INSTRUCTIONS TO FOLLOW: If a line of the data below holds the word "tennis", list it.

Source records:

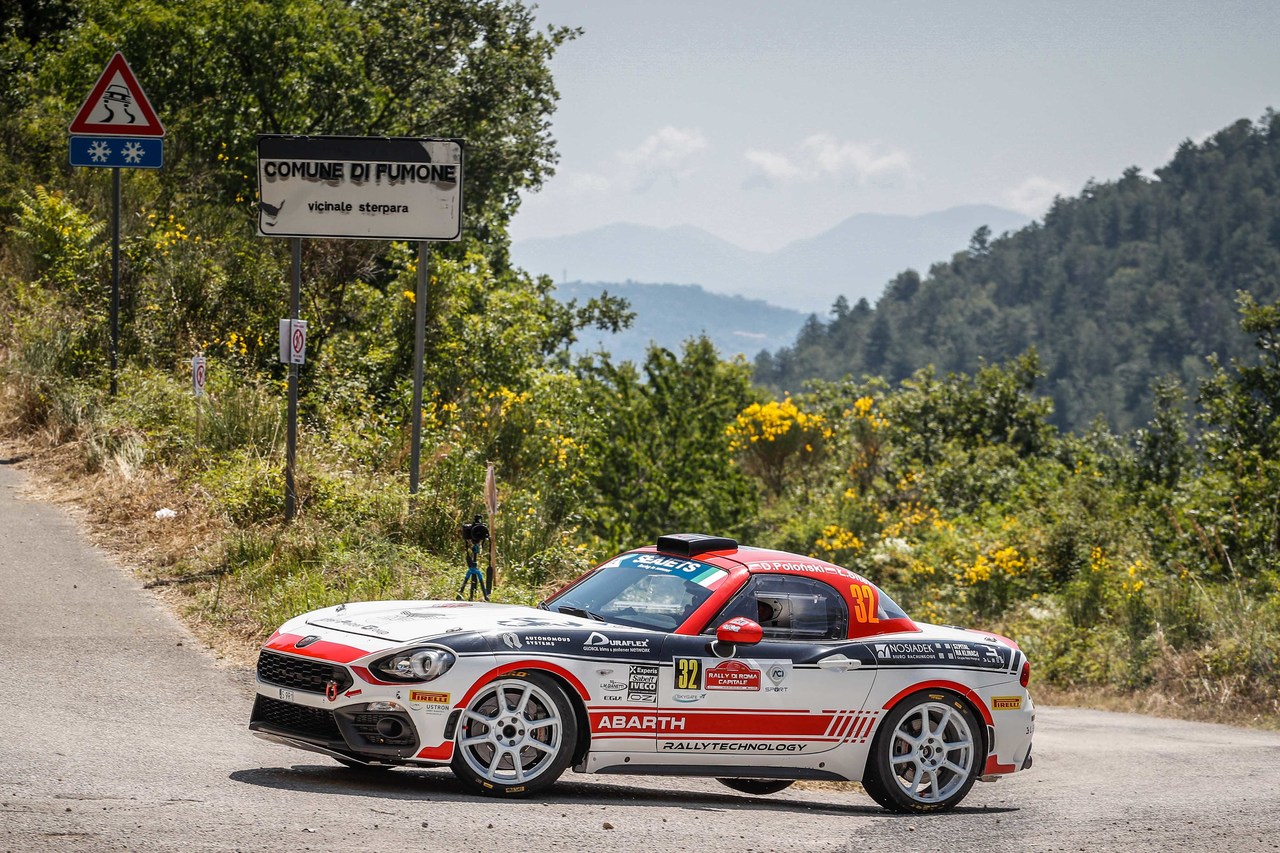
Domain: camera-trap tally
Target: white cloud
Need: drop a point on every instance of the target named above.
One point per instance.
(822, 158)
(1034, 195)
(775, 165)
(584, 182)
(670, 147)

...

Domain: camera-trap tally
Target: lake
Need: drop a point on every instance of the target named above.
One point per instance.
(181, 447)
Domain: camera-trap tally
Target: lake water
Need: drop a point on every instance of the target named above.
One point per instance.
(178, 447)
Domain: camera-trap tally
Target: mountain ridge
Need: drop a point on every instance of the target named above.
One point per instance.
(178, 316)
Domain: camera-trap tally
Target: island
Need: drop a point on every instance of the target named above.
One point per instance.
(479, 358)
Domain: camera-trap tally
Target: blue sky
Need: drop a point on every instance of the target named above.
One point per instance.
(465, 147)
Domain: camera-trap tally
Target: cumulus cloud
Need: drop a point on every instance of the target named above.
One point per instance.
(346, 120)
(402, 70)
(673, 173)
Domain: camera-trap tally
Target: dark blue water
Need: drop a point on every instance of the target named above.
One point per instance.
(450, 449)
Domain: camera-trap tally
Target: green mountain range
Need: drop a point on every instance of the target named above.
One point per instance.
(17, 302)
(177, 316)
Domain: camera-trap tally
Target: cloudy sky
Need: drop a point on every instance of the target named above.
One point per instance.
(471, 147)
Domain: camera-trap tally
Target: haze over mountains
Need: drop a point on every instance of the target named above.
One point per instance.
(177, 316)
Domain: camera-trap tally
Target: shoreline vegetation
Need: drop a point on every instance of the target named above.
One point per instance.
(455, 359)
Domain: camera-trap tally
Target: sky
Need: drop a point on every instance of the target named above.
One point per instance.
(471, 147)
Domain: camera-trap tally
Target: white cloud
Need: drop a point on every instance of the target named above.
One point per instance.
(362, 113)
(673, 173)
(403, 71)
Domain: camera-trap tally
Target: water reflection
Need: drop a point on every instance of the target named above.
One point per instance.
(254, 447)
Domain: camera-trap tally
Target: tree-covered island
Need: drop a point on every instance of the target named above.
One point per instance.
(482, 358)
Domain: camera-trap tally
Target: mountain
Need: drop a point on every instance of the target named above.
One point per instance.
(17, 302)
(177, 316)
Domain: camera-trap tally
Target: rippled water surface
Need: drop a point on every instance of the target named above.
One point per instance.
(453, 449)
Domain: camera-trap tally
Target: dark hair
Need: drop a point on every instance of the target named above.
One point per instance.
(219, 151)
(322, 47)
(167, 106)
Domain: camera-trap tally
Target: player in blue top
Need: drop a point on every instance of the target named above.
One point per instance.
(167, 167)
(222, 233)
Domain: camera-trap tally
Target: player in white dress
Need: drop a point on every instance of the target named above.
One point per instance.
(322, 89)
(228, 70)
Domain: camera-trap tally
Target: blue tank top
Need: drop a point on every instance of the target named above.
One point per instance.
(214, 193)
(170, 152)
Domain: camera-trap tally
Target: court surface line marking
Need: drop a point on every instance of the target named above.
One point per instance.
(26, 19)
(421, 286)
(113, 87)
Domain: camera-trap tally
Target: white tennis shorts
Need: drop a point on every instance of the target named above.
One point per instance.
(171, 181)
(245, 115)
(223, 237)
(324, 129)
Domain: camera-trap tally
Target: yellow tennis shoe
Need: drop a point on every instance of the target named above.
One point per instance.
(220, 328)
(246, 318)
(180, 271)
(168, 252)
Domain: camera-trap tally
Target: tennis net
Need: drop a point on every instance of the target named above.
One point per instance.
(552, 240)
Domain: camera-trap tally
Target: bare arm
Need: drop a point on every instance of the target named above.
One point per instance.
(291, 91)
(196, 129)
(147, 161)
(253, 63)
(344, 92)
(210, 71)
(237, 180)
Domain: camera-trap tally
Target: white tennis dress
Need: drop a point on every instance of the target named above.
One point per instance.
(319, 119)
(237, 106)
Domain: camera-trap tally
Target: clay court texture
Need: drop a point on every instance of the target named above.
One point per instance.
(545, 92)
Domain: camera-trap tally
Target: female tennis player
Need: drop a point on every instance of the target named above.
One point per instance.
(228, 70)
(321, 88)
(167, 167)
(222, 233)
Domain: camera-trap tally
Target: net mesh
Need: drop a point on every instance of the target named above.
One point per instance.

---

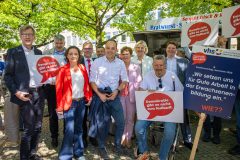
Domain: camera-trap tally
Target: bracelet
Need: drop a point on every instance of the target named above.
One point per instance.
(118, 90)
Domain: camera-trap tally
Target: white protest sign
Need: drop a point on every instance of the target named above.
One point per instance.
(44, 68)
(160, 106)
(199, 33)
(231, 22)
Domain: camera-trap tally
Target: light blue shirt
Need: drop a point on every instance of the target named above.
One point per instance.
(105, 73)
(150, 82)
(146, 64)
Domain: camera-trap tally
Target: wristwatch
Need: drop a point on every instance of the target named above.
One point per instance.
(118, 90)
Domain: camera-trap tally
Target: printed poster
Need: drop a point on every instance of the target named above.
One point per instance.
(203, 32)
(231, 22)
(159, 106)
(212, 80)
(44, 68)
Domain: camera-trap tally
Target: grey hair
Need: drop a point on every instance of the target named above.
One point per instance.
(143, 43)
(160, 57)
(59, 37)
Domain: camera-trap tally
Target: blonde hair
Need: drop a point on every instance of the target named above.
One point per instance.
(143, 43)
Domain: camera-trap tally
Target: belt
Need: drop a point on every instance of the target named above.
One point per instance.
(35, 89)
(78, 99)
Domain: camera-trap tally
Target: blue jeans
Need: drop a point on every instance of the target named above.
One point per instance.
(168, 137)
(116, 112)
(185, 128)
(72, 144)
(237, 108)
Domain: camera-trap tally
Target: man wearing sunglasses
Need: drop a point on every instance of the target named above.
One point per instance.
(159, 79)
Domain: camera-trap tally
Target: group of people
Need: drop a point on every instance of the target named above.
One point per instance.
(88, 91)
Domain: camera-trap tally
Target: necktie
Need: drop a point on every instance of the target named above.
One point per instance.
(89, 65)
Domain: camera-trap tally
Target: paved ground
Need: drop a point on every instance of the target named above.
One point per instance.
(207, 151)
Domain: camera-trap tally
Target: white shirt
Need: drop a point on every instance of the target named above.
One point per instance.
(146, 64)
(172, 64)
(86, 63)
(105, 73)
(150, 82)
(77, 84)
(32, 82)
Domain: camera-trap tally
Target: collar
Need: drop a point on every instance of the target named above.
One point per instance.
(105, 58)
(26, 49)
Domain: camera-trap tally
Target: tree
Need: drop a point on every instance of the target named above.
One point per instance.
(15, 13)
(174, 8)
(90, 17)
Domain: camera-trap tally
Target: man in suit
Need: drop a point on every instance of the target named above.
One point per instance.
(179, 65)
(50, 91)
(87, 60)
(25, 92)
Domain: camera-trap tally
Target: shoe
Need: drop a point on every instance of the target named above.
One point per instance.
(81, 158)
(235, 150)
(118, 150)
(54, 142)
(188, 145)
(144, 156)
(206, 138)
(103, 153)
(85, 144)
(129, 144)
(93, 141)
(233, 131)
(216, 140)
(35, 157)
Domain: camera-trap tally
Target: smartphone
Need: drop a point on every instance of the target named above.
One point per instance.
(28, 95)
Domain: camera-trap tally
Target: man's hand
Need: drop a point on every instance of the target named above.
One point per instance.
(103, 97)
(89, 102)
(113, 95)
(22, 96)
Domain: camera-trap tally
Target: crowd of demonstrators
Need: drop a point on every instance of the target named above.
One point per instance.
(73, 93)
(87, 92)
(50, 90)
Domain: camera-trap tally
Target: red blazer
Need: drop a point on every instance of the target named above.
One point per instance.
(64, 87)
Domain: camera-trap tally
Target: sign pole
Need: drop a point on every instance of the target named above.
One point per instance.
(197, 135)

TASK ANSWER:
Target: white tennis shorts
Target: yellow tennis shoe
Target: tennis net
Target: white tennis dress
Target: female tennis player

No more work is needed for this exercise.